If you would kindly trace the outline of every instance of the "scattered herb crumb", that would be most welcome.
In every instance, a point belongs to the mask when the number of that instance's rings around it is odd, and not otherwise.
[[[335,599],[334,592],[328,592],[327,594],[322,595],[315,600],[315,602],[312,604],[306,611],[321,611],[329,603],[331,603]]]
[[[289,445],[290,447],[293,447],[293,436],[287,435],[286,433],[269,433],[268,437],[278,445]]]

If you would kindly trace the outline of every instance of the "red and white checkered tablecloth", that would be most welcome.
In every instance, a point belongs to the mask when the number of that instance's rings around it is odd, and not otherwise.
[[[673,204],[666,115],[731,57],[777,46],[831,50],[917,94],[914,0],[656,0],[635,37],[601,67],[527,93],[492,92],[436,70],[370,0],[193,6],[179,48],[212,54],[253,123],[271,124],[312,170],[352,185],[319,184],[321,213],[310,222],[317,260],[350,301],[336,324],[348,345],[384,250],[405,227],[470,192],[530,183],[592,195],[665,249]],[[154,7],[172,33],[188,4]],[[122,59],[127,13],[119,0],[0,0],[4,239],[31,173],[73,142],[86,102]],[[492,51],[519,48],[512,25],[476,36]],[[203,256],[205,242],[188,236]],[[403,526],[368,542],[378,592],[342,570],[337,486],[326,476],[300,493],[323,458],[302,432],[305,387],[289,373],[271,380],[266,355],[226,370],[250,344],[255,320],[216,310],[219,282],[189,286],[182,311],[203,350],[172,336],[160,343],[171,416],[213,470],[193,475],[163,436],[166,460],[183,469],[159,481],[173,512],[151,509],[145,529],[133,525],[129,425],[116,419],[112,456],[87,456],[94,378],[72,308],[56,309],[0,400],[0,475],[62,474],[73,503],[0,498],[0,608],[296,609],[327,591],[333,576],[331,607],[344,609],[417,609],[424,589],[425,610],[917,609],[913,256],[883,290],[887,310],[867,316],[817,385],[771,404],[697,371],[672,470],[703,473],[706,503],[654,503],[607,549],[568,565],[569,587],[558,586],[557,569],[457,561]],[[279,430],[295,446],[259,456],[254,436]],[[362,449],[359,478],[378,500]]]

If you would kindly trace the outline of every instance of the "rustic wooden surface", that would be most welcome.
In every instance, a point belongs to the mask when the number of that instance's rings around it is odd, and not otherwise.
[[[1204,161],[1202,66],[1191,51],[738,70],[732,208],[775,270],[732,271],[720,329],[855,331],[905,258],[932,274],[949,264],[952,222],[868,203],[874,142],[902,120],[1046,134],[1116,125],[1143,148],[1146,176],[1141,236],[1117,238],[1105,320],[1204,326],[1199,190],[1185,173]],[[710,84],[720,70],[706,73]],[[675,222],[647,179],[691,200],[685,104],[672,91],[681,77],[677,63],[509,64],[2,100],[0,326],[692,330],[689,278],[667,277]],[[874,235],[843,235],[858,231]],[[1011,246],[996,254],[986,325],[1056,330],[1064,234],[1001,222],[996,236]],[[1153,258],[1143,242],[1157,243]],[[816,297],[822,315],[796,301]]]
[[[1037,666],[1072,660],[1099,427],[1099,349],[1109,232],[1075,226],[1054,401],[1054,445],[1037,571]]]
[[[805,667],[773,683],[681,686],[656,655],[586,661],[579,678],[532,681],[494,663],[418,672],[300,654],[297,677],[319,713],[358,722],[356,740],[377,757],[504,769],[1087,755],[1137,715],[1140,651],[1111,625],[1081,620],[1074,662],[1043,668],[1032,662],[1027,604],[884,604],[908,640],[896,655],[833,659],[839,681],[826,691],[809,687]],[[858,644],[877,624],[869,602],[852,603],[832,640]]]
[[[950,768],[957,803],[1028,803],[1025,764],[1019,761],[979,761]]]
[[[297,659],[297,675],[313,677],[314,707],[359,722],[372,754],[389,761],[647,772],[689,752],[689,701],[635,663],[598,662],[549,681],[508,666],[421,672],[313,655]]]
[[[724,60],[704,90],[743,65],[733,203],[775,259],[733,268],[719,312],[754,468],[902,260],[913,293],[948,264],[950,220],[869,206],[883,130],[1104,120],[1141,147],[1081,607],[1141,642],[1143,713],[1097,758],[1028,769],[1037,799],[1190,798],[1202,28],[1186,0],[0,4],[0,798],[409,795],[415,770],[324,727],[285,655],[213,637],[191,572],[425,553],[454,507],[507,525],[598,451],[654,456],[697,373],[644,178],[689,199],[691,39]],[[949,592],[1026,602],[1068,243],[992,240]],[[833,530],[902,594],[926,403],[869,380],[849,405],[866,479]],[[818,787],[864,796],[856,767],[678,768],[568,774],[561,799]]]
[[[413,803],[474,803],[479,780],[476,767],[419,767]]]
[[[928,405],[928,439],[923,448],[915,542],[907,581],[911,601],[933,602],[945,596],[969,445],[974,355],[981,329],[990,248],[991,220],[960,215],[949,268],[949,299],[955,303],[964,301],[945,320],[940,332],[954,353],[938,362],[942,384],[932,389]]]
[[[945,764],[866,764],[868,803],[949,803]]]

--

To do: Copy all the lines, exactly.

Reply:
If you would kindly trace the outline of every instance of the "scattered herb crumb", that would be most welcome.
In every instance, a point belongs to the mask when the number of that instance's rings around it is odd, and not otherwise.
[[[335,599],[334,592],[328,592],[327,594],[322,595],[315,600],[315,602],[312,604],[306,611],[321,611],[329,603],[331,603]]]
[[[289,445],[290,447],[293,447],[293,436],[287,435],[286,433],[269,433],[268,437],[278,445]]]

If you would kindly trace the outline of every instance of the "red and white checkered tablecloth", that would be most welcome.
In every instance, a point belongs to the mask when the number of that instance's rings around it is odd, and not otherwise.
[[[673,204],[666,115],[731,57],[777,46],[831,50],[917,94],[914,0],[656,0],[635,37],[601,67],[527,93],[492,92],[436,70],[370,0],[193,6],[179,48],[212,54],[253,123],[271,124],[312,170],[352,185],[319,184],[321,213],[310,222],[317,260],[350,301],[336,324],[348,345],[384,250],[405,227],[470,192],[530,183],[592,195],[665,249]],[[154,7],[172,33],[188,4]],[[122,59],[127,13],[119,0],[0,0],[4,239],[31,173],[73,142],[86,102]],[[492,51],[519,48],[512,25],[476,36]],[[203,256],[205,242],[188,236]],[[403,526],[368,542],[378,592],[342,570],[337,486],[326,476],[300,493],[323,458],[302,432],[305,387],[289,373],[271,380],[266,355],[226,370],[250,344],[255,320],[216,310],[219,282],[189,286],[182,311],[203,350],[172,336],[160,343],[171,416],[213,470],[193,475],[163,436],[166,460],[183,469],[159,481],[173,512],[151,509],[145,529],[133,525],[129,425],[116,419],[112,456],[87,456],[94,378],[72,308],[56,309],[0,400],[0,475],[62,474],[73,503],[0,498],[0,608],[296,609],[327,591],[333,576],[331,607],[344,609],[417,609],[424,589],[425,610],[917,609],[913,256],[883,290],[887,310],[867,316],[817,385],[771,404],[697,371],[672,470],[703,473],[706,503],[654,503],[607,549],[568,565],[569,587],[558,586],[557,569],[457,561]],[[279,430],[295,446],[259,456],[254,436]],[[362,449],[359,478],[378,500]]]

If you would kindly trace the outline of every instance of the "rustic wooden surface", that would be most welcome.
In every instance, a point belongs to the mask when the number of that instance's rings around it is odd, and not otherwise.
[[[1204,161],[1202,66],[1191,51],[738,70],[732,208],[775,270],[732,271],[720,329],[855,331],[905,258],[932,274],[949,264],[952,222],[868,203],[874,142],[902,120],[1046,134],[1116,125],[1143,148],[1146,176],[1141,236],[1117,238],[1105,320],[1204,326],[1199,190],[1185,173]],[[710,84],[720,70],[706,73]],[[675,222],[647,179],[691,200],[685,104],[672,91],[681,77],[677,63],[509,64],[2,100],[0,326],[692,330],[689,278],[667,277]],[[874,235],[843,235],[858,231]],[[1011,246],[996,254],[986,325],[1056,330],[1064,234],[1001,222],[996,236]],[[1153,258],[1143,242],[1157,243]],[[816,297],[822,315],[796,301]]]
[[[1037,666],[1072,660],[1099,427],[1099,349],[1109,232],[1075,226],[1054,401],[1054,445],[1037,571]]]
[[[805,667],[773,683],[681,686],[656,655],[586,661],[579,678],[532,681],[494,663],[418,672],[300,654],[297,677],[319,713],[358,722],[356,740],[377,757],[504,769],[1087,755],[1137,715],[1140,651],[1111,625],[1081,620],[1074,662],[1043,668],[1032,662],[1027,604],[884,604],[908,640],[896,655],[833,659],[839,681],[826,691],[809,687]],[[858,644],[877,624],[869,602],[852,603],[832,640]]]
[[[950,768],[957,803],[1028,803],[1025,764],[1019,761],[979,761]]]
[[[297,659],[297,675],[313,677],[314,707],[359,722],[372,754],[389,761],[647,772],[689,752],[689,701],[635,663],[598,662],[549,681],[508,666],[421,672],[313,655]]]
[[[724,60],[704,90],[743,65],[733,203],[775,259],[733,268],[719,312],[754,468],[902,260],[913,293],[948,264],[950,220],[869,206],[883,130],[1104,120],[1141,147],[1081,607],[1141,642],[1143,713],[1097,758],[1028,769],[1037,799],[1190,798],[1202,28],[1186,0],[0,4],[0,798],[409,795],[415,770],[324,727],[285,655],[213,637],[191,572],[425,553],[454,507],[507,525],[598,451],[654,456],[697,373],[644,178],[689,199],[691,39]],[[949,592],[1026,602],[1068,243],[992,240]],[[833,530],[902,594],[926,403],[869,380],[849,405],[866,479]],[[818,787],[864,796],[856,767],[678,768],[568,774],[561,799]]]
[[[413,803],[474,803],[479,780],[476,767],[419,767]]]
[[[928,405],[928,439],[923,448],[915,542],[907,581],[911,601],[933,602],[945,596],[969,445],[974,355],[981,329],[990,248],[991,220],[960,215],[949,268],[949,299],[955,303],[964,301],[945,320],[940,332],[954,353],[938,362],[942,384],[932,389]]]
[[[945,764],[866,764],[868,803],[949,803]]]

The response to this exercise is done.